WORK TASK
Every line of the data below that holds the string "size" needs to be reported.
[[ DATA EXCERPTS open ]]
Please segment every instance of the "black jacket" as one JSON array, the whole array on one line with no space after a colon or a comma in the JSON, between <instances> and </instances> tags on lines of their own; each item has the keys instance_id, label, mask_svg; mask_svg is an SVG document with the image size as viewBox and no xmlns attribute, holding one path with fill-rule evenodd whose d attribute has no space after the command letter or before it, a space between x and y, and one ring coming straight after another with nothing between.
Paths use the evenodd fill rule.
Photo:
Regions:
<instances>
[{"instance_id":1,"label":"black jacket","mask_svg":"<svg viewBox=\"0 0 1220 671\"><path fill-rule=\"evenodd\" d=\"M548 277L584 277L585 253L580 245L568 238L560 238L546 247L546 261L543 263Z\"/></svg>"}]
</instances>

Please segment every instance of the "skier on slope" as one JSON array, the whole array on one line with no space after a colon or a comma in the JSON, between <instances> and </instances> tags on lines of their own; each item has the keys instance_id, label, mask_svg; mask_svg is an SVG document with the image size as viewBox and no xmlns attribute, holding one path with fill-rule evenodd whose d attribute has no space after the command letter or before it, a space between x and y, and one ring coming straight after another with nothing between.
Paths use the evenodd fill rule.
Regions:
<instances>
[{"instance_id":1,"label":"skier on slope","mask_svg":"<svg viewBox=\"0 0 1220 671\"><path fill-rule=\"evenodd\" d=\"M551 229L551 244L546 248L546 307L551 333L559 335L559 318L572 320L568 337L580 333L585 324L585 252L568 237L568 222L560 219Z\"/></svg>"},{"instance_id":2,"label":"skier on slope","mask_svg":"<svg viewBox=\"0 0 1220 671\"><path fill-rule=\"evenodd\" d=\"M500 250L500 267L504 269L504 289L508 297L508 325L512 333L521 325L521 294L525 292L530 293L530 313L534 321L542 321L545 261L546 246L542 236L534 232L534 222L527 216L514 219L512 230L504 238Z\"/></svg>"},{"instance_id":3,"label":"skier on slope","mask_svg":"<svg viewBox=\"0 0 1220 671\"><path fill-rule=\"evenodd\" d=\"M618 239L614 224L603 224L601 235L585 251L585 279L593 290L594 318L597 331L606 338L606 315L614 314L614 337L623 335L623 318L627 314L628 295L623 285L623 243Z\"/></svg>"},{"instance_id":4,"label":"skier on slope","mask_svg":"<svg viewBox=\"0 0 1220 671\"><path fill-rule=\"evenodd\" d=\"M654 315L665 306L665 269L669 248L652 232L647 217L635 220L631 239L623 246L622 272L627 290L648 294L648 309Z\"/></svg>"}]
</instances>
[[ DATA EXCERPTS closed ]]
EXERCISE OUTPUT
Please segment every instance of the "black jacket" as one JSON array, the whole array on one line with no space after a colon or a comma in the JSON, between <instances> and </instances> tags on lines of their own; each item has the keys instance_id, label, mask_svg; mask_svg is an SVG document with the image size as viewBox and no xmlns attribute, holding one path with fill-rule evenodd whose d attribute has no space after the command letter or before it, a space between x and y, and one ring coming straight after another with nothing between.
Please segment every instance of the "skier on slope" as one JSON array, the whole array on one line with no space after a colon or a comma in the JSON, between <instances> and </instances> tags on lines of their own; each item has the keys instance_id, label, mask_svg; mask_svg is an SVG document with the image size as viewBox and no xmlns attribute, holding one path with fill-rule evenodd whose d attribute has no space after the command letter or before it, a space between x and y, and one ring coming straight after another with nothing between.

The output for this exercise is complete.